WHAT THE EXERCISE ASKS:
Copy all of the data below, including each request, and multiply every coordinate in the answers by 0.75, rounding to whole numbers with halves rounded up. Leave the numbers in the requests and their format samples unchanged.

## START EXERCISE MATERIAL

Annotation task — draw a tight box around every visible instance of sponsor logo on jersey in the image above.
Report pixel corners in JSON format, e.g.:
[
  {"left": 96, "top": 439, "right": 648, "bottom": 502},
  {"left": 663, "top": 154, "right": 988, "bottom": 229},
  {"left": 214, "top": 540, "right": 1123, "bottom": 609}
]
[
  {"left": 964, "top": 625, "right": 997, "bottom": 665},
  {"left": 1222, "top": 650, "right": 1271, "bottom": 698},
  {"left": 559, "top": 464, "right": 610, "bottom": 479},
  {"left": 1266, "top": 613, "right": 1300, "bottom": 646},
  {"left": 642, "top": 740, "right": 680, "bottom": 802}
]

## END EXERCISE MATERIAL

EXERCISE OUTPUT:
Annotation task — draw a tight box around every visible instance of sponsor logo on jersey in the image above.
Report pixel corners in JSON format, e.g.:
[
  {"left": 96, "top": 439, "right": 648, "bottom": 502},
  {"left": 663, "top": 154, "right": 988, "bottom": 229},
  {"left": 214, "top": 540, "right": 1123, "bottom": 609}
]
[
  {"left": 723, "top": 469, "right": 748, "bottom": 499},
  {"left": 917, "top": 488, "right": 953, "bottom": 524},
  {"left": 419, "top": 348, "right": 458, "bottom": 359},
  {"left": 950, "top": 460, "right": 975, "bottom": 485},
  {"left": 482, "top": 555, "right": 510, "bottom": 602}
]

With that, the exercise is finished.